--- BEGIN DATA RECORDS ---

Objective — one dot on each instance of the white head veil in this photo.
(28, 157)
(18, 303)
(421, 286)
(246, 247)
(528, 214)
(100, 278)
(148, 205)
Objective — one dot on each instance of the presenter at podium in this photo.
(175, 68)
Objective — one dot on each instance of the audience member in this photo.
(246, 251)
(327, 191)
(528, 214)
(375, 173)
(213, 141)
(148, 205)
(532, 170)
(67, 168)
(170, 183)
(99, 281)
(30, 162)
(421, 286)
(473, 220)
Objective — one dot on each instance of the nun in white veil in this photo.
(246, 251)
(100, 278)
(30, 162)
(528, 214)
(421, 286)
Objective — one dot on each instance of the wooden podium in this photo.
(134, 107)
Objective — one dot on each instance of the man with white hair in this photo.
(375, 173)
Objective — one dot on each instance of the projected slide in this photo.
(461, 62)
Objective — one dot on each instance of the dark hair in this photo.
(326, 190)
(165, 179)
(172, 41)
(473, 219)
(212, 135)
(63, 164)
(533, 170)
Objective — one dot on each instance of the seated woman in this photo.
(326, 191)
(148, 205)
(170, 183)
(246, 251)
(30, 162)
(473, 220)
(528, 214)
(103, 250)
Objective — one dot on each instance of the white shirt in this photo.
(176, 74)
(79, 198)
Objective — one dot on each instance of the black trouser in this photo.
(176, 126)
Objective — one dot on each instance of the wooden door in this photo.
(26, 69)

--- END DATA RECORDS ---

DESCRIPTION OF THE TASK: Retype all of the records above, line for line, without changing anything.

ANSWER TO THE EXERCISE:
Objective — one dot on each instance of the white head veil in this photo.
(28, 157)
(18, 303)
(421, 286)
(246, 247)
(528, 214)
(100, 278)
(148, 205)
Objective — one dot on each instance of the presenter at podium in this photo.
(175, 68)
Objective — one dot on each instance of the audience member in this photo.
(246, 251)
(327, 191)
(528, 214)
(375, 173)
(213, 141)
(148, 205)
(532, 170)
(67, 168)
(170, 183)
(99, 281)
(30, 162)
(421, 286)
(473, 220)
Objective — one dot on each instance of the nun in white veil in this photo.
(246, 251)
(100, 278)
(30, 162)
(528, 214)
(421, 286)
Objective — one dot on each instance of the wooden podium in this photo.
(134, 107)
Objective — one dot on each instance of the man with white hair in this photo.
(375, 173)
Objective — one dot on each instance of the projected slide in this photo.
(461, 62)
Objective — one dot on each instance of the dark hair in this photo.
(326, 190)
(165, 179)
(172, 41)
(473, 219)
(212, 135)
(63, 164)
(533, 170)
Objective — one dot on each instance of the seated woman in this photo.
(326, 191)
(148, 205)
(170, 183)
(246, 251)
(30, 162)
(473, 220)
(528, 214)
(103, 250)
Objective — one dot on each instance of the white shirt in this photo.
(176, 74)
(79, 198)
Objective — one dot on each instance of the black trouser in this photo.
(176, 126)
Objective — one dot on each instance of the wooden door in this photo.
(26, 69)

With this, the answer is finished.